> _SET TASK_:
Pull out each line below that contains the word "ring" and copy it in full.

> _RECORDED DATA_:
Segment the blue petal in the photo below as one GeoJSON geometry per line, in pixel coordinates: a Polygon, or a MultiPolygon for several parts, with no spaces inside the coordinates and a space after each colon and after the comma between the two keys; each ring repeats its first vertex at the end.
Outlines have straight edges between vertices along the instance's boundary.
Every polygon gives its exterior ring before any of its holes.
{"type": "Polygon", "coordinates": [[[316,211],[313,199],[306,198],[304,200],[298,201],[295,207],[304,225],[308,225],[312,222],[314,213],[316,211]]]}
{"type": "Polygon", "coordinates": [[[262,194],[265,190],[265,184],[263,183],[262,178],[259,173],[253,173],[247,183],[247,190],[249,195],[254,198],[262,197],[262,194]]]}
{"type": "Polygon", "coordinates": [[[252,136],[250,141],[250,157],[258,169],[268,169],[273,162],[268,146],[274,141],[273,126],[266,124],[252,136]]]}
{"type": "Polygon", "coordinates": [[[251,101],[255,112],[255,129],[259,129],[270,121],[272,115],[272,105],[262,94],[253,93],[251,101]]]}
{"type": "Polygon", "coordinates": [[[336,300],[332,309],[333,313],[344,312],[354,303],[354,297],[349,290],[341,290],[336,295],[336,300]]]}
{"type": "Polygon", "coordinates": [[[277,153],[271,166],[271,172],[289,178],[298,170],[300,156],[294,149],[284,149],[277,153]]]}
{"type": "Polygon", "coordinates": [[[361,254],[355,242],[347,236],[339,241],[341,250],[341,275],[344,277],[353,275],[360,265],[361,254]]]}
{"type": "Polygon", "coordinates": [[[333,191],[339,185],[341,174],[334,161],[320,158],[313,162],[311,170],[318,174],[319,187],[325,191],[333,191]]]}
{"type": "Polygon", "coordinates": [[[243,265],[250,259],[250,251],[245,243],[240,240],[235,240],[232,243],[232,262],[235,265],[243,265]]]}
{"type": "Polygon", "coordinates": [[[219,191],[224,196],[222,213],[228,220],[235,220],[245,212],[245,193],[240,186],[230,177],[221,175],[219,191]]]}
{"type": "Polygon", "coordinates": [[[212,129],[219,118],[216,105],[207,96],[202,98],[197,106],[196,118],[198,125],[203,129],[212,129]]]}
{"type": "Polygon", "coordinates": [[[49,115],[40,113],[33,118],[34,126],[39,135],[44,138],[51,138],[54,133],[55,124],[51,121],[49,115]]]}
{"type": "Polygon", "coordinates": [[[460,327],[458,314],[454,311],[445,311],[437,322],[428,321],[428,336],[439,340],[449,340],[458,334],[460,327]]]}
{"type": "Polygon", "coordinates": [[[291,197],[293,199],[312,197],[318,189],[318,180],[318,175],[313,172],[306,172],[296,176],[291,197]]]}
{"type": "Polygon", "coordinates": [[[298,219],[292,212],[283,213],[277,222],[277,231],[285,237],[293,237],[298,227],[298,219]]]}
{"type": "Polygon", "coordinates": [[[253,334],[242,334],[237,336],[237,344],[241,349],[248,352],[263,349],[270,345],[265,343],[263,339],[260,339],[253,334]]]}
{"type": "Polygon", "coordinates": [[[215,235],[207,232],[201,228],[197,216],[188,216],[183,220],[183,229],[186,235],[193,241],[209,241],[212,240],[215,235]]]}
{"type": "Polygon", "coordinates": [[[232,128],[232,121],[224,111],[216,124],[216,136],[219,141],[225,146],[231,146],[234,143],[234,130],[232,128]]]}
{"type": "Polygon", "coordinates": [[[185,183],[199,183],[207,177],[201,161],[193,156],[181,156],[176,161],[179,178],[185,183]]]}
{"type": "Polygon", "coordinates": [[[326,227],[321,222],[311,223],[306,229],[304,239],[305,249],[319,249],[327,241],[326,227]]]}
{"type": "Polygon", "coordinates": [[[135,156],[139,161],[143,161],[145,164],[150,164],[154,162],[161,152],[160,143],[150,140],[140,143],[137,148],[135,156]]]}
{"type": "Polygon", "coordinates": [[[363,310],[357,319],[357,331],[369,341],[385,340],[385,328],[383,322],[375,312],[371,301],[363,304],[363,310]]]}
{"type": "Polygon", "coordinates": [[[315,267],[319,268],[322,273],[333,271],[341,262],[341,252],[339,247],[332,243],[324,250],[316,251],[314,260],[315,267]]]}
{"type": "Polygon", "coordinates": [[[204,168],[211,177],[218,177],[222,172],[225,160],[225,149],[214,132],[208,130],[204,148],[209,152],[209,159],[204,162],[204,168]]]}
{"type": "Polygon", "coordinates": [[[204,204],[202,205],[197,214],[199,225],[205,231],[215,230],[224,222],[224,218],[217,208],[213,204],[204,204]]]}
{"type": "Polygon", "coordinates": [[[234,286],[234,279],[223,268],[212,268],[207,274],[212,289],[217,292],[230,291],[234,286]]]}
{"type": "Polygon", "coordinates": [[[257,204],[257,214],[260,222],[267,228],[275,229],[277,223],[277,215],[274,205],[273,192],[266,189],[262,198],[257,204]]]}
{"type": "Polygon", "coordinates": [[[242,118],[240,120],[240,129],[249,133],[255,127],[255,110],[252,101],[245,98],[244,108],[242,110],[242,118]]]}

> _FULL SOLUTION_:
Segment the blue petal in the photo below as one GeoJSON geometry per line, in pixel coordinates: a Polygon, or a MultiPolygon for several parts, with no spaces inside the coordinates and a space after each colon and after the comma between the two keys; each ring repeats its first vertex at the end.
Every polygon gives its exterior ring before any of its holes.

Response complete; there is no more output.